• WHAT THE TASK ASKS: Write the next part of the category-theory passage on nested datatypes and colimits in functor categories, picking up right after its last sentence.

• SUPPLIED PASSAGE:
□ □ □ □ □

From the point of view of category theory, nested datatypes are endofunctors on a category \({\mathcal {C}} \) that arise as fixed points (up to isomorphism) of endofunctors on \([{\mathcal {C}},{\mathcal {C}} ]\). In the present work, we exclusively study fixed points given by initial algebras. We do not insist on the datatype to be truly a nested datatype in the above sense of relating different family members through the constructors. Nonetheless, we want to capture the general situation where indices of family members in the arguments of datatype constructors are calculated by an arbitrary functor F. As illustrated in Example 14, this calculation is done by using precomposition with that functor, in the example with \(F=\mathsf {option}\) that represents “context extension”. Indeed, looking at the example, we see that variable binding is indicated by a summand in the signature functor that maps an endofunctor X to \(X \mathbin {\cdot }\mathsf {option}\).

So, in order to construct nested datatypes in our setting, we would like to show that functors on functor categories of the form \(\_\mathbin {\cdot }F : [{\mathcal {B}},{\mathcal {C}} ] \rightarrow [{\mathcal {A}},{\mathcal {C}} ]\) (with \(F:[{\mathcal {A}},{\mathcal {B}} ]\)) are \(\omega \)-cocontinuous, i.e., preserve colimits of chains. Ultimately, we are interested in the case where \({\mathcal {A}} = {\mathcal {B}} = {\mathcal {C}} \), but we prove a more general theorem below.

First, we need some auxiliary results.

Lemma 39

Let G be a graph and D be a diagram of shape G in \({\mathcal {C}} \). Given two cocones with tips C and \(C'\), respectively, such that the cocone with tip C is colimiting, then the cocone with tip \(C'\) is colimiting if and only if the induced morphism from C to \(C'\) is an isomorphism.

Theorem 40

Fix a graph G and assume \({\mathcal {C}} \) has colimits of shape G. Given a diagram D of shape G in the functor category \([{\mathcal {A}},{\mathcal {C}} ]\) and a cocone with tip F, then this cocone is colimiting if and only if for any object \(A : {\mathcal {A}} _0\) the “pointwise” cocone with tip FA is colimiting for the pointwise diagram DA in \({\mathcal {C}} \).

Proof

In the proof we only mention the tip F of the cocone, but formally we have to handle the whole cocone.

First, suppose that F is a colimit. For any \(A : {\mathcal {A}} _0\), we have the colimit, say \(F'A\), of DA in \({\mathcal {C}} \). Via Construction 23, the pointwise colimits \(F'A\) yield a functor \(F'\) that is a colimit of D. Since both F and \(F'\) are colimits of D, we obtain an isomorphism \(F' \cong F\) by Lemma 39, and hence an isomorphism \(FA \cong F'A\) for any \(A : {\mathcal {A}} _0\). Since \(F'A\) is a colimit for DA, so is FA.

□ □ □ □ □

• PROVIDED MATERIAL:
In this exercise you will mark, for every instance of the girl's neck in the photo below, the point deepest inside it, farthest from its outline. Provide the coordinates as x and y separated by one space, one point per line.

□ □ □ □ □

• EXPECTED ANSWER:
On the other hand, suppose that FA is a colimit of DA for any \(A : {\mathcal {A}} _0\). Lifting those colimits to the functor category, we obtain a functor \(F'\), that is definitionally equal to F on objects, and that is a colimit of D. The induced natural transformation from \(F'\) to F is an isomorphism \(F \cong F'\) that is pointwise the identity. By Lemma 39, since \(F'\) is a colimit of D, so is F.

\(\square \)

Using this we can now prove the main technical contribution of this section.

Theorem 41

(Precomposition functor preserves colimits) Fix a graph G and suppose \({\mathcal {C}} \) has specified colimits of shape G. Let \(F : {\mathcal {A}} \rightarrow {\mathcal {B}} \) be a functor, then the functor \(\_ \mathbin {\cdot }F : [{\mathcal {B}},{\mathcal {C}} ] \rightarrow [{\mathcal {A}},{\mathcal {C}} ]\) preserves colimits of shape G.

Proof

Let D be a diagram of shape G in \([{\mathcal {B}},{\mathcal {C}} ]\), and let C be its colimit. We need to show that \(C\mathbin {\cdot }F\) is the colimit of the diagram \(G\mathbin {\cdot }F\) in \([{\mathcal {A}},{\mathcal {C}} ]\). By Theorem 40, it suffices to show that for any \(A : {\mathcal {A}} _0\), the object \((C\mathbin {\cdot }F)A \equiv C(FA)\) is a colimit of \((G\mathbin {\cdot }F)A \equiv G(FA)\) in \({\mathcal {C}} \). By the other implication of Theorem 40, instantiated to FA, this is indeed the case. \(\square \)

Example 42

Putting together results 41, 32(iv) in the binary case, 33(ii), and 37, we obtain that the functor for the untyped lambda calculus of Example 14 defined on objects as

$$\begin{aligned} X&\mapsto \langle X,X\rangle \\&\mapsto \langle X \mathbin {\cdot }\mathsf {option}, X \times X \rangle \\&\mapsto X \mathbin {\cdot }\mathsf {option}+ X \times X \end{aligned}$$

is \(\omega \)-cocontinuous, being the composition of \(\omega \)-cocontinuous functors. Hence initial algebras can be constructed for it by Construction 26. Note that we have not taken into account the variables yet. This will be done below.

More generally, any signature functor over a category \({\mathcal {C}} \) obtained from a binding signature via Construction 9 preserves colimits of chains:

Theorem 43

Let \({\mathcal {C}} \) be a category with coproducts, binary products, terminal object and colimits of chains such that \(F\times {-}\) is \(\omega \)-cocontinuous for every \(F:{\mathcal {C}} \rightarrow {\mathcal {C}} \). Then, the signature functor over \({\mathcal {C}} \) associated to a binding signature via Construction 9 is \(\omega \)-cocontinuous.

By Lemma 31, the last requirement on \({\mathcal {C}} \) is satisfied if \({\mathcal {C}} \) has exponentials, thus the theorem applies to \({\mathcal {C}} ={\mathsf {Set}} \). We also remark that the theorem uses the lifting of colimits to functor categories (Construction 23). Finally, we remark that the condition on \({\mathcal {C}} \) having coproducts can be reduced to binary coproducts and I-indexed coproducts for I the respective index set of the binding signature.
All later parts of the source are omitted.